• [Your assignment]: Reproduce word for word, from the entries below, the line with "In the photo above, where can the blurred", the line with "In the photo above, where can the antelope head", and every line between them, and nothing more.

• [Information given]:
++++++++++

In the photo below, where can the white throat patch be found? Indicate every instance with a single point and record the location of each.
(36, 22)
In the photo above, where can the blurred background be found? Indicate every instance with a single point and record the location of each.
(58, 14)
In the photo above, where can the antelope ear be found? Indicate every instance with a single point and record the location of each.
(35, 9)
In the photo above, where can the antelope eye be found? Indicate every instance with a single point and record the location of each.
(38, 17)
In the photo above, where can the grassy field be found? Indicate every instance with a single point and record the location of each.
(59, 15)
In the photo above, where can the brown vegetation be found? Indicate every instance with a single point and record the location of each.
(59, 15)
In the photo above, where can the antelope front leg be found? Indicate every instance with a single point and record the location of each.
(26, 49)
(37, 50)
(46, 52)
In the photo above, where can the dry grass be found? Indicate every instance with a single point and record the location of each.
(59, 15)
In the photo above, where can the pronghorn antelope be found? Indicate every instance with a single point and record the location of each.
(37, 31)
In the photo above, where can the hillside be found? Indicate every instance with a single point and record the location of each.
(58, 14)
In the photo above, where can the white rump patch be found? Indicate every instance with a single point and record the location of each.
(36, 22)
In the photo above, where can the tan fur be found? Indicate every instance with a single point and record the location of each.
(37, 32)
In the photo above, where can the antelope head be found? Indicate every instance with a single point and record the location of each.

++++++++++

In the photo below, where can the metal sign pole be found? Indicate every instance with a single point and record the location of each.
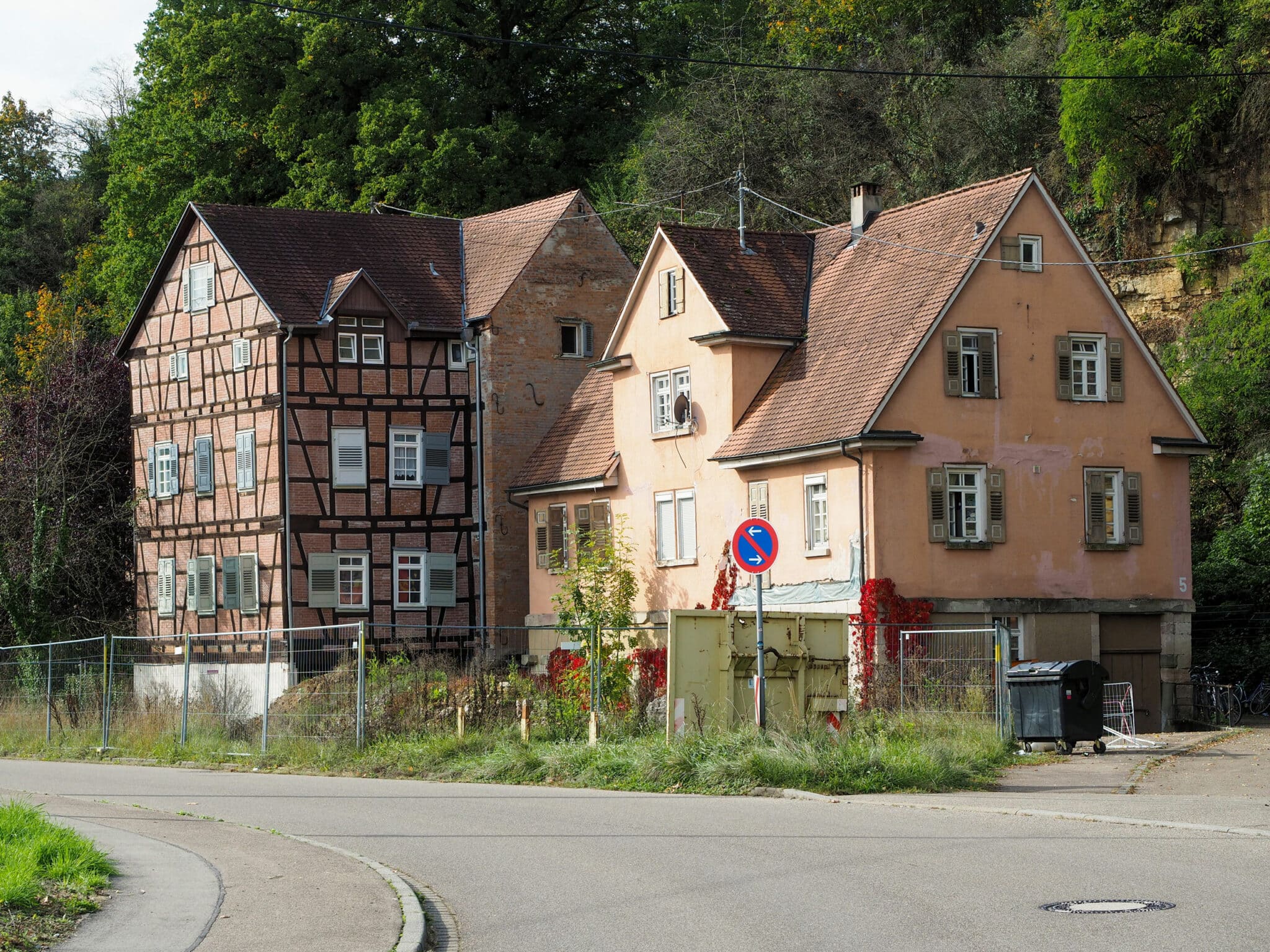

++++++++++

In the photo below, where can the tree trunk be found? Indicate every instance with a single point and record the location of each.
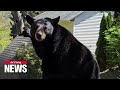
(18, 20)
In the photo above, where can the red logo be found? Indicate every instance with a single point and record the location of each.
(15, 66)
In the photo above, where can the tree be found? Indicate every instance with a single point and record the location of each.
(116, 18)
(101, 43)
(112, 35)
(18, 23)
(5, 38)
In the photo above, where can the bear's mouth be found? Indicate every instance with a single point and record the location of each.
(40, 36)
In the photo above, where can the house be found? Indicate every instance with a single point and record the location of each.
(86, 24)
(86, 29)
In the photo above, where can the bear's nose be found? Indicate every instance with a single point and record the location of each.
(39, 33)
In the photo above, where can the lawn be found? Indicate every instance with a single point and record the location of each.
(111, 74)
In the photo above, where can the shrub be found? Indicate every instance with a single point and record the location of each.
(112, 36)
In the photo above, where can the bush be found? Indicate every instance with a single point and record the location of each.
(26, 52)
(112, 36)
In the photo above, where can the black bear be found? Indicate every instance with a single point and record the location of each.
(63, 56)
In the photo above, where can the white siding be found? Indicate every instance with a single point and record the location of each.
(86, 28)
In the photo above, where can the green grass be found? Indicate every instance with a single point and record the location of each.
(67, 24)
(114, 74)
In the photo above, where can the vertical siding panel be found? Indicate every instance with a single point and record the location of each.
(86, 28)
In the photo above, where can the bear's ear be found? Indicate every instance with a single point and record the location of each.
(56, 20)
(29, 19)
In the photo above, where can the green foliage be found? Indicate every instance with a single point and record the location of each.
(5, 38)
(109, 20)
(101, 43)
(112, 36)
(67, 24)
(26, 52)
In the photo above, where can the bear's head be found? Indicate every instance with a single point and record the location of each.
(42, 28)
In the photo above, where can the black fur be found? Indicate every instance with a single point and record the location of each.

++++++++++

• [Response to this exercise]:
In the photo above, where can the blurred background be found? Indicate every instance with a single point and record the location of each.
(58, 14)
In the photo above, where can the antelope ear be found? Indicate every instance with a single point and record the location of each.
(35, 9)
In the photo above, where can the antelope eye be found? Indicate every instance with a single point and record the location of each.
(38, 17)
In the photo above, where can the grassy field be found? Indicate every instance with a single point and record the location of each.
(59, 15)
In the photo above, where can the brown vegetation be found? Indicate every instance with a single point and record the location of each.
(59, 15)
In the photo above, where can the antelope front leg be found? Indicate every instance with a single point and record the location of each.
(26, 49)
(37, 50)
(46, 52)
In the photo above, where can the dry grass be found? Indicate every instance with a single point and record the location of each.
(59, 15)
In the photo above, where can the pronghorn antelope be found? Indicate every instance with a single point and record the location of each.
(37, 31)
In the photo above, where can the hillside be found? Indicate every instance with a single point and record the location of each.
(58, 14)
In the photo above, where can the white rump patch be found? Indicate every instance with a single point and record the location of each.
(36, 22)
In the photo above, where can the tan fur be found? Indicate every instance with a single point and record the location of each.
(37, 32)
In the photo above, where can the antelope head be found? Indicate every instance with a single point and record the location of each.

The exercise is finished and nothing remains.